··· INPUT DATA ···

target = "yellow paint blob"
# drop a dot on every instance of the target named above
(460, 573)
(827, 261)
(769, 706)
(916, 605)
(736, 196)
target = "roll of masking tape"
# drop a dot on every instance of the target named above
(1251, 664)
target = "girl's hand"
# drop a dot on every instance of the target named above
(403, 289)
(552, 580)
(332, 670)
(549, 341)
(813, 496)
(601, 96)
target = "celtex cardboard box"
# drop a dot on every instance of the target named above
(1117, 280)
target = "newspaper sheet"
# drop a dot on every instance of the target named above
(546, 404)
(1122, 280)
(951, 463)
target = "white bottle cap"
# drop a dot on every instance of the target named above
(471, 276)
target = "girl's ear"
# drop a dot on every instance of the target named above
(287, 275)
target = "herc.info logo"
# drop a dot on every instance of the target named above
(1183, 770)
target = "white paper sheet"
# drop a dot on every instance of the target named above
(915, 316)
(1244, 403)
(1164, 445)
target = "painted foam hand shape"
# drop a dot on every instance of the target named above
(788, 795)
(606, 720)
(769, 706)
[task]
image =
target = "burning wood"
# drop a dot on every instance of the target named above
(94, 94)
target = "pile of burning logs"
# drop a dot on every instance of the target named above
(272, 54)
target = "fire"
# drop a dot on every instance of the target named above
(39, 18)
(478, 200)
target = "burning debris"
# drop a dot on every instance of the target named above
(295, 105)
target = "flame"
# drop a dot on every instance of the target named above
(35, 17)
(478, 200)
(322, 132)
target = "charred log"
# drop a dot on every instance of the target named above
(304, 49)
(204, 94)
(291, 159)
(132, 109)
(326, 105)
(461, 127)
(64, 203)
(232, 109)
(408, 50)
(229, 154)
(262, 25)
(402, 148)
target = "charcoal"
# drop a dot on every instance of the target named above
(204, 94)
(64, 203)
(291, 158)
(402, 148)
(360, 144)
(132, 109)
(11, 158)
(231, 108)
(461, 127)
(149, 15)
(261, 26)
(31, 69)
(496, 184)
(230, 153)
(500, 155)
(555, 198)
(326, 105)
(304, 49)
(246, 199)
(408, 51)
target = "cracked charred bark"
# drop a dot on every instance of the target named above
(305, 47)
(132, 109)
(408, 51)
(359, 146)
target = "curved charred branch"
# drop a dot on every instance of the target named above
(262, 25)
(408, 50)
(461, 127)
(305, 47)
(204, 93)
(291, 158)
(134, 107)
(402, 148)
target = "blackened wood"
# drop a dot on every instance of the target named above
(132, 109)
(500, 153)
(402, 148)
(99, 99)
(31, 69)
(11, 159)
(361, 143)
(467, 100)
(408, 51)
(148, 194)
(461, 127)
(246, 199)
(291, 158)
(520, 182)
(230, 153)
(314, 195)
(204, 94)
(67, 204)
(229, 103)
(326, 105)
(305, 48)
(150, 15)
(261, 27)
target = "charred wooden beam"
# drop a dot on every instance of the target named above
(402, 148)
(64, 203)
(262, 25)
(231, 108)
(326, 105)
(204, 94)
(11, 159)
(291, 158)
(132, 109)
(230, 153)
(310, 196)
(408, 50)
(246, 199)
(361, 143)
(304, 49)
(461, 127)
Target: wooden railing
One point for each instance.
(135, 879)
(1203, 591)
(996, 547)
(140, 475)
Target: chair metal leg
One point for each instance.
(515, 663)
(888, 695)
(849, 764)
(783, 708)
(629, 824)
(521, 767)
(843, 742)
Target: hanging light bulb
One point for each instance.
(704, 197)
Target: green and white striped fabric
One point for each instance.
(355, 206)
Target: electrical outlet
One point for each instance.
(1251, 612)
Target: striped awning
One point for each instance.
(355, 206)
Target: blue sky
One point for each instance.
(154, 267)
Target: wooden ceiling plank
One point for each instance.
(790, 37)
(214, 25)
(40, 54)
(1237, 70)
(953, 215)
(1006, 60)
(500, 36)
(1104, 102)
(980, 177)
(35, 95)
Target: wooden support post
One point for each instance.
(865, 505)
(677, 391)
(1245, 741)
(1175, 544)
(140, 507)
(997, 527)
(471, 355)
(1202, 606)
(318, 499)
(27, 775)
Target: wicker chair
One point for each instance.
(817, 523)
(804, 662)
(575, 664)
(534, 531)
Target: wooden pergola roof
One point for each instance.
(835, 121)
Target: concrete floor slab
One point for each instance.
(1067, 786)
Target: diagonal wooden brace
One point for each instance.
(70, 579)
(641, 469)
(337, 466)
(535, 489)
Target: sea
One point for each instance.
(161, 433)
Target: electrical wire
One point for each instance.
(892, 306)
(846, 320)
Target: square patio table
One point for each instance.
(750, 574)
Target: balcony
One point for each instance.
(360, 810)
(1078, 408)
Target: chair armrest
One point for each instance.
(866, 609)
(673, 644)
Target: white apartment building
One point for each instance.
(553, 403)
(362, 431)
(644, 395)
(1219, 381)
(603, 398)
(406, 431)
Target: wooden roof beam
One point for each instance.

···

** INSTRUCTIONS TO FOLLOW **
Copy the whole listing down exactly.

** WORKED SOLUTION **
target = "yellow paint blob"
# drop a dot on every instance of the target named above
(460, 573)
(827, 261)
(769, 706)
(916, 605)
(736, 196)
target = "roll of masking tape"
# drop a dot on every instance of the target named above
(1251, 664)
target = "girl's hand"
# drop a dot on every instance of the target named above
(403, 289)
(552, 580)
(332, 670)
(549, 341)
(813, 496)
(601, 96)
target = "celtex cardboard box"
# drop a dot on every instance of the target named above
(1117, 280)
target = "newspaper sheet"
# drop a dot on every instance of the target named above
(546, 404)
(1122, 280)
(951, 463)
target = "white bottle cap"
# drop a dot on every instance of the target named above
(471, 276)
target = "girl's ear"
# drop a dot on every instance of the target named above
(287, 275)
target = "herc.info logo"
# drop a dot on every instance of the target named above
(1183, 770)
target = "white paper sheet"
# drop a dot on every instance of the target named above
(915, 316)
(1244, 403)
(1164, 445)
target = "painted foam hand shape"
# drop a dot on every instance of the target named above
(788, 795)
(606, 720)
(769, 706)
[task]
image =
target = "burning wood"
# drop a dot on every instance of the target named above
(94, 94)
target = "pile of burning logs"
# drop a dot on every instance of the target named above
(272, 54)
target = "fire"
# drop a dot on every instance of the target named above
(39, 18)
(478, 200)
target = "burning debris"
# drop a dot on every instance of the target named above
(295, 105)
target = "flame"
# drop a dot on every instance of the target named above
(35, 17)
(478, 200)
(322, 132)
target = "charred log"
# drop a dot on every instance of the target named above
(304, 49)
(204, 94)
(291, 159)
(132, 109)
(326, 105)
(461, 127)
(64, 203)
(232, 109)
(408, 50)
(229, 154)
(262, 25)
(402, 148)
target = "charcoal"
# drop a dot on every instance of the target named above
(204, 94)
(64, 203)
(291, 158)
(402, 148)
(360, 144)
(132, 109)
(11, 158)
(231, 108)
(461, 127)
(149, 15)
(261, 26)
(31, 69)
(496, 184)
(230, 153)
(500, 155)
(555, 198)
(326, 105)
(304, 49)
(246, 199)
(408, 51)
target = "cracked charred bark"
# drop a dot on every instance of the target named above
(305, 47)
(132, 109)
(408, 51)
(359, 146)
target = "curved charred branch"
# drop a dot on every instance of the target named above
(262, 25)
(408, 50)
(461, 127)
(305, 47)
(204, 93)
(291, 158)
(134, 107)
(402, 148)
target = "blackened wood"
# drop a dot on every instance of the target named above
(132, 109)
(500, 153)
(402, 148)
(99, 99)
(31, 69)
(11, 159)
(361, 143)
(467, 100)
(408, 51)
(148, 194)
(461, 127)
(246, 199)
(291, 158)
(520, 182)
(230, 153)
(314, 195)
(204, 94)
(67, 204)
(229, 103)
(326, 105)
(305, 48)
(150, 15)
(261, 27)
target = "charred wooden beam"
# drop a dot on every instance of the target named above
(402, 148)
(64, 203)
(262, 25)
(231, 108)
(326, 105)
(204, 94)
(11, 159)
(291, 158)
(132, 109)
(230, 153)
(310, 196)
(408, 50)
(246, 199)
(361, 143)
(304, 49)
(461, 127)
Target: wooden railing
One point for each instance.
(135, 879)
(1203, 591)
(996, 547)
(140, 475)
Target: chair metal leg
One point for each instance.
(515, 663)
(888, 695)
(849, 764)
(783, 708)
(629, 824)
(521, 767)
(843, 742)
Target: hanging light bulb
One point for each instance.
(704, 197)
Target: green and white striped fabric
One point for each instance.
(355, 206)
Target: electrical outlet
One point for each instance.
(1251, 612)
Target: striped awning
One point for each instance.
(355, 206)
Target: blue sky
One point for each instance.
(154, 267)
Target: wooden ceiling plank
One point for each instance.
(790, 37)
(214, 25)
(40, 54)
(1237, 70)
(953, 215)
(1006, 60)
(500, 36)
(1104, 102)
(980, 177)
(35, 95)
Target: wooden support post
One point for each instance.
(865, 505)
(677, 391)
(1245, 741)
(1175, 544)
(140, 507)
(997, 527)
(471, 355)
(1202, 606)
(318, 499)
(27, 775)
Target: wicker chair
One point for each instance.
(817, 523)
(804, 662)
(575, 664)
(534, 531)
Target: wooden pergola roof
One point for each instance.
(835, 121)
Target: concrete floor slab
One point for each instance.
(1067, 786)
Target: diagonal wooden brace
One point for each instance.
(70, 579)
(641, 469)
(337, 466)
(535, 489)
Target: sea
One point for each instance.
(161, 433)
Target: electrical wire
One point for each instance.
(892, 306)
(846, 320)
Target: square patio table
One point for each instance.
(750, 574)
Target: balcony
One point for each instance.
(360, 810)
(1078, 408)
Target: chair armrest
One point for each instance.
(866, 609)
(673, 644)
Target: white apartment building
One point for each instance.
(553, 403)
(362, 431)
(644, 395)
(1219, 381)
(603, 398)
(406, 431)
Target: wooden roof beam
One point for each instance.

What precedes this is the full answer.